_Text block:_
- - -

Deck: Although the parade may have gone by for Hollywood’s Golden era, it is only just beginning for those involved in film preservation.
Starting his career as a documentary film maker in Alaska, North America, film restoration and preservation could not have been further from the mind of Reed Bovee, now Chief Technical Officer at Reflex Technologies (Burbank, CA, USA). However, when the lack of available good quality archival footage of historic events became apparent, Bovee and his colleagues decided to build a film scanner to meet the demand.
First demonstrated at the annual convention of the National Association of Broadcasters (NAB; Washington, DC, USA) in 2012, the company’s prototype film scanner was immediately recognized as a valuable film preservation tool, bringing Reflex Technology its first customers.
“In the early days of motion pictures,” says Bovee, “a nitrate film base was used as the transparent substrate for the photosensitive emulsion used to expose photographic images. Degradation of this film results in an amber, brown or yellowish film discolouration, blistering or bubbling of the surface and a film that is possibly stuck together or decomposed into a brittle residue.”

- - -

_Listing:_

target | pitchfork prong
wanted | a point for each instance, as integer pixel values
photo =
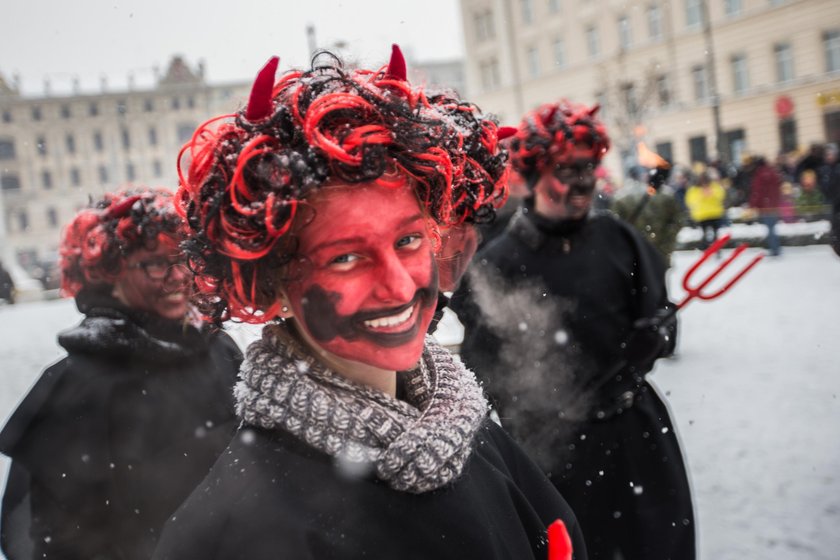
(697, 292)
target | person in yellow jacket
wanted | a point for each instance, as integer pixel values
(705, 202)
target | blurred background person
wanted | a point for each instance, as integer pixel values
(114, 436)
(766, 199)
(706, 205)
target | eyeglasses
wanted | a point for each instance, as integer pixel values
(160, 269)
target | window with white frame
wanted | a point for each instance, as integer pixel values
(700, 81)
(693, 13)
(559, 50)
(625, 38)
(593, 42)
(654, 22)
(733, 7)
(783, 55)
(740, 76)
(831, 44)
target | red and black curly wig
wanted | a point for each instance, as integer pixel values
(561, 133)
(249, 173)
(98, 240)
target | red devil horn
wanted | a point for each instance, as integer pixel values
(506, 132)
(259, 104)
(396, 67)
(123, 208)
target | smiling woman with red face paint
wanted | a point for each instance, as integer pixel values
(333, 208)
(112, 438)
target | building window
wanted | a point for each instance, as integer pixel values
(484, 25)
(489, 70)
(697, 149)
(654, 23)
(23, 220)
(9, 182)
(693, 14)
(559, 49)
(783, 54)
(701, 84)
(533, 56)
(733, 7)
(7, 149)
(831, 45)
(527, 11)
(625, 38)
(665, 150)
(787, 135)
(663, 90)
(593, 42)
(740, 76)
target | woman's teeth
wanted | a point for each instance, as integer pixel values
(391, 321)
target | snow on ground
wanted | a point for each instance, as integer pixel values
(754, 391)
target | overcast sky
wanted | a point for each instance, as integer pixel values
(63, 39)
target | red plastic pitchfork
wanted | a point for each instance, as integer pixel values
(697, 292)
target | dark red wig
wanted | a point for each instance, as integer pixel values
(249, 173)
(95, 244)
(561, 133)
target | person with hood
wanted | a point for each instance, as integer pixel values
(561, 315)
(113, 437)
(766, 198)
(321, 210)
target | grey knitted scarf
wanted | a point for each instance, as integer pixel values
(416, 445)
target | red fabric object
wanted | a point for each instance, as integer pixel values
(559, 542)
(259, 103)
(396, 67)
(560, 133)
(766, 189)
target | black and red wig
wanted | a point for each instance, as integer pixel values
(249, 173)
(561, 133)
(98, 240)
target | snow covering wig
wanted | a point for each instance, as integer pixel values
(95, 244)
(249, 173)
(561, 133)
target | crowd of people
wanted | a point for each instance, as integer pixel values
(341, 209)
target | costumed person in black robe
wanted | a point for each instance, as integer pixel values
(560, 323)
(112, 438)
(319, 210)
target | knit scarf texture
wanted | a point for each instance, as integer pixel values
(414, 445)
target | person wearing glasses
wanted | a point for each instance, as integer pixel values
(560, 318)
(115, 435)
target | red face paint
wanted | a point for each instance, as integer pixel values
(365, 286)
(565, 192)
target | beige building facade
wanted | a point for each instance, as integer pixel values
(58, 151)
(772, 68)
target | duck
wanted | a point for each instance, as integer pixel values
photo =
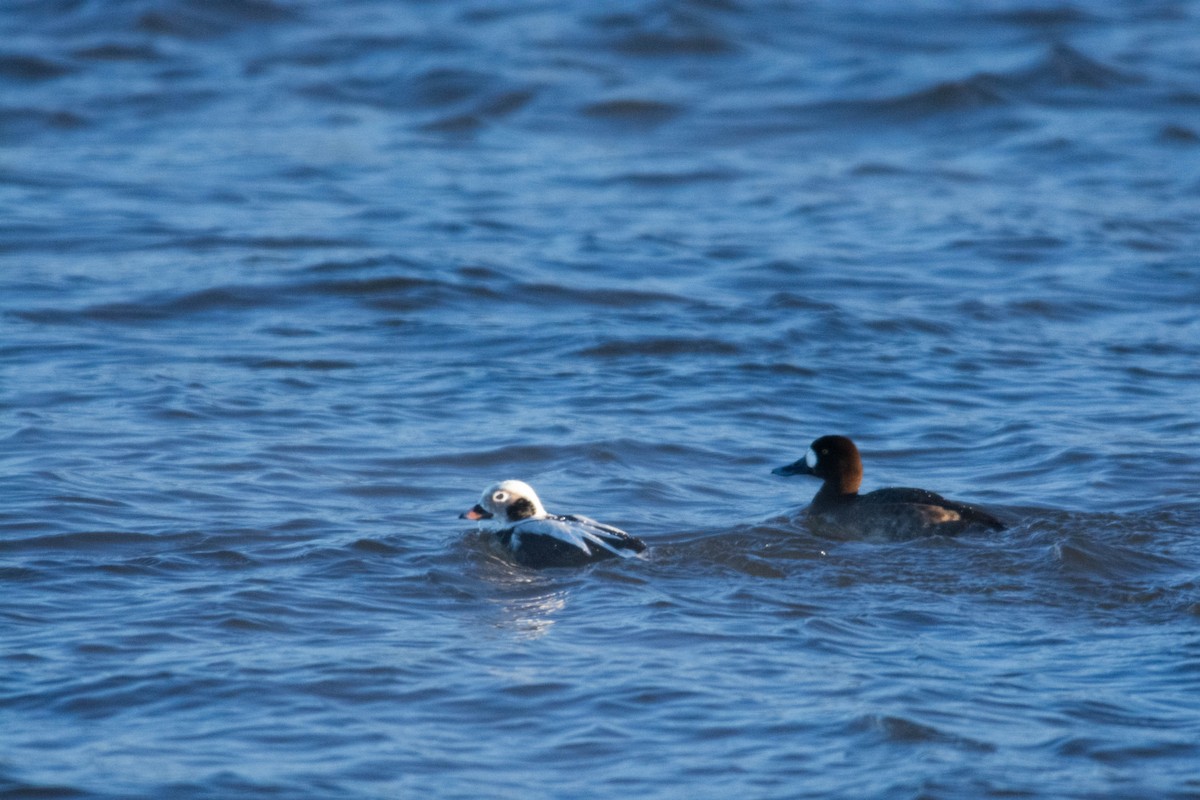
(894, 513)
(535, 539)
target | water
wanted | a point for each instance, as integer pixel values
(285, 284)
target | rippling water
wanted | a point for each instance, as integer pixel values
(285, 284)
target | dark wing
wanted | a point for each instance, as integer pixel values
(967, 513)
(607, 536)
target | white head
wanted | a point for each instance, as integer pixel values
(505, 503)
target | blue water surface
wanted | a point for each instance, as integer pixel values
(285, 284)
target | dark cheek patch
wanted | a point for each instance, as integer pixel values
(521, 509)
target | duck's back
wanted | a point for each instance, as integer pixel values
(567, 540)
(900, 513)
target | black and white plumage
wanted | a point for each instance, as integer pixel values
(514, 513)
(893, 512)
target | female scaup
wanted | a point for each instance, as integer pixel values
(894, 512)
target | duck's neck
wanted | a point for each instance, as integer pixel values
(833, 493)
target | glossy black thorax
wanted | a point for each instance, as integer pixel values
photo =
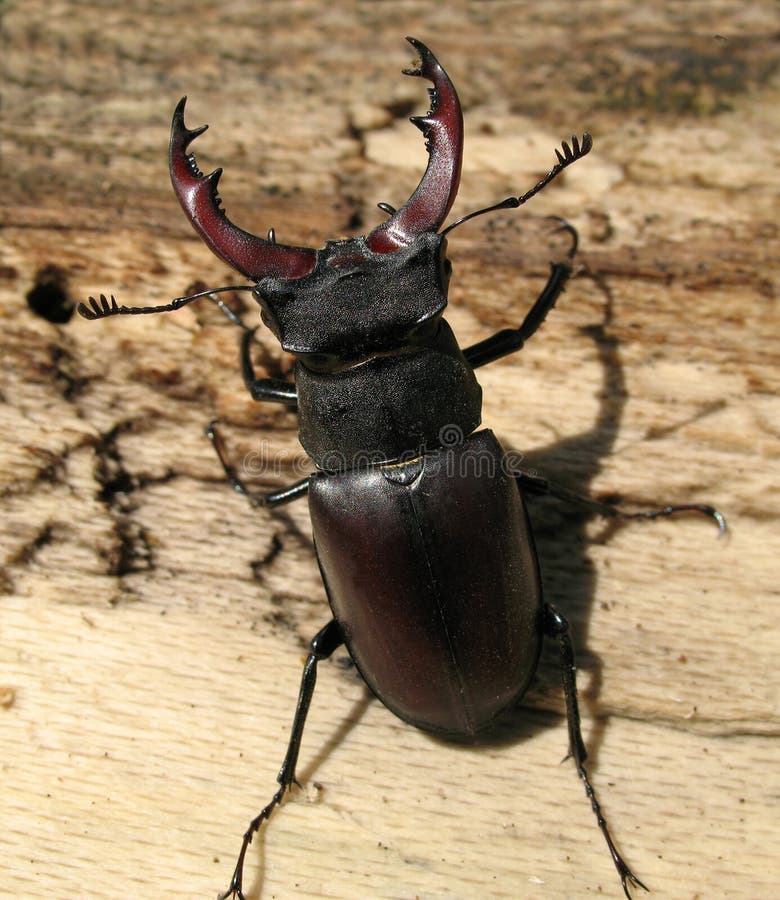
(379, 374)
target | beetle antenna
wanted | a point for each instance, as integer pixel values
(103, 308)
(577, 150)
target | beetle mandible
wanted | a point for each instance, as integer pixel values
(439, 601)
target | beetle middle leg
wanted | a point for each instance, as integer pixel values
(324, 644)
(556, 626)
(537, 484)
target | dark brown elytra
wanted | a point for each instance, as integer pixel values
(421, 530)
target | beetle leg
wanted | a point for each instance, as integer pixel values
(509, 340)
(325, 642)
(275, 389)
(555, 625)
(540, 485)
(274, 498)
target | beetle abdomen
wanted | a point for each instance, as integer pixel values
(431, 572)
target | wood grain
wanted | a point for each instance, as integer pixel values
(152, 628)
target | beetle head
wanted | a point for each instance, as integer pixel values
(356, 296)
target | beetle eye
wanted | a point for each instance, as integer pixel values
(424, 332)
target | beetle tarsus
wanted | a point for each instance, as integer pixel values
(557, 627)
(324, 643)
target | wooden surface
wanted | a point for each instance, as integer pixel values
(152, 628)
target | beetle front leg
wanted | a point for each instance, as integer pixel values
(325, 642)
(275, 390)
(555, 625)
(509, 340)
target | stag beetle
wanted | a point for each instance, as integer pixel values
(420, 530)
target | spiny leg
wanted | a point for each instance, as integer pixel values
(272, 389)
(509, 340)
(555, 625)
(324, 644)
(274, 498)
(537, 484)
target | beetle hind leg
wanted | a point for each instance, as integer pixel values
(325, 642)
(555, 625)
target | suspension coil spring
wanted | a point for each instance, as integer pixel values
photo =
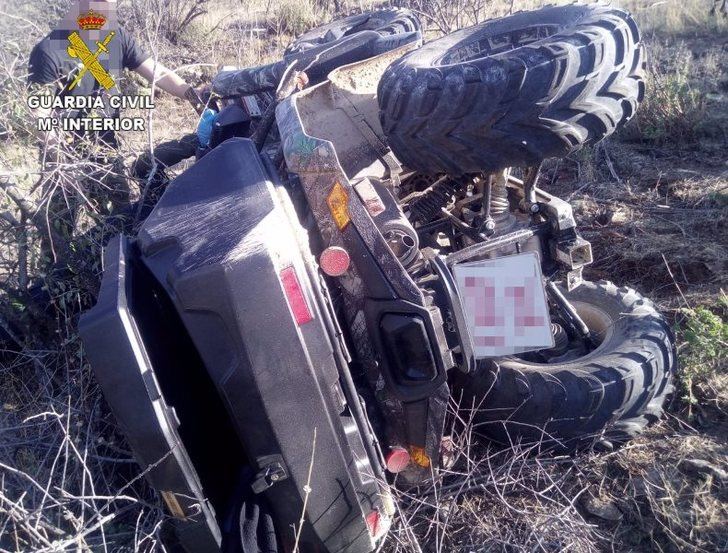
(427, 206)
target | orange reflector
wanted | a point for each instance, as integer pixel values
(295, 297)
(338, 202)
(397, 459)
(419, 456)
(334, 261)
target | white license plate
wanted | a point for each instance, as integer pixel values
(505, 304)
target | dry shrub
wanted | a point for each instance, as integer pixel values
(172, 17)
(661, 492)
(683, 97)
(291, 17)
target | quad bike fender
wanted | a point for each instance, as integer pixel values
(225, 247)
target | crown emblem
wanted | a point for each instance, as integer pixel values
(91, 21)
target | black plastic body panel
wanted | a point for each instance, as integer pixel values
(217, 242)
(123, 368)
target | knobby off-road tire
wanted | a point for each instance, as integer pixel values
(514, 91)
(393, 21)
(609, 395)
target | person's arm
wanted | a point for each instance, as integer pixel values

- - -

_Problems to solve:_
a) Write out the part of the film preservation article that begins at the words "Deck: Although the" and stops after the words "meet the demand.".
b) In the film preservation article, where was the prototype film scanner first demonstrated?
c) Carry on the film preservation article from its last sentence.

_Written responses:_
a)
Deck: Although the parade may have gone by for Hollywood’s Golden era, it is only just beginning for those involved in film preservation.
Starting his career as a documentary film maker in Alaska, North America, film restoration and preservation could not have been further from the mind of Reed Bovee, now Chief Technical Officer at Reflex Technologies (Burbank, CA, USA). However, when the lack of available good quality archival footage of historic events became apparent, Bovee and his colleagues decided to build a film scanner to meet the demand.

b) At the annual convention of the National Association of Broadcasters in 2012.

c)
Although nitrate-based film is extremely flammable, it was used in most film-based stock until the late 1940s when it began to be replaced with that made of less-flammable cellulose triacetate (also known as safety film). However, although this cellulose triacetate-based film is less flammable, it is still subject to decomposition.
“When cellulose acetate film base decomposes,” says Bovee, “it produces a vinegar-like odor which indicates that acetic acid is leaching from the film base and breakdown has begun.” This can cause cloudy images, make one layer of the film adhere to the next resulting in changes in the film’s surface characteristics (known as ferrotyping) and loosen the emulsion from the base. The film can also shrink resulting in individual frames becoming cupped or curved. “Eventually, at the later stages of decomposition, the film becomes increasingly brittle, and transforms into powder,” says Bovee.
Today, polyester-based film has replaced cellulose acetate as the preferred medium for motion picture prints since it is stronger, more resistant to tearing and less brittle. Since such polyester-based film is far more durable and resistant to degradation than cellulose acetate-based film, distribution prints can survive for long periods since the film base does not decay or emanate odors.
One of the most important methods to preserve old footage is image digitization. To perform this task, film scanners must not harm the original film or add any new artifacts. Furthermore such systems must be capable of digitizing numerous different types of film stock, ranging from 8mm, Super 8mm, 16mm to 35mm. All of these different film types may contain different image formats. For example, the image area of 16mm film is 10.26 x 7.49 mm while that of 35mm film is 21mm x 18mm.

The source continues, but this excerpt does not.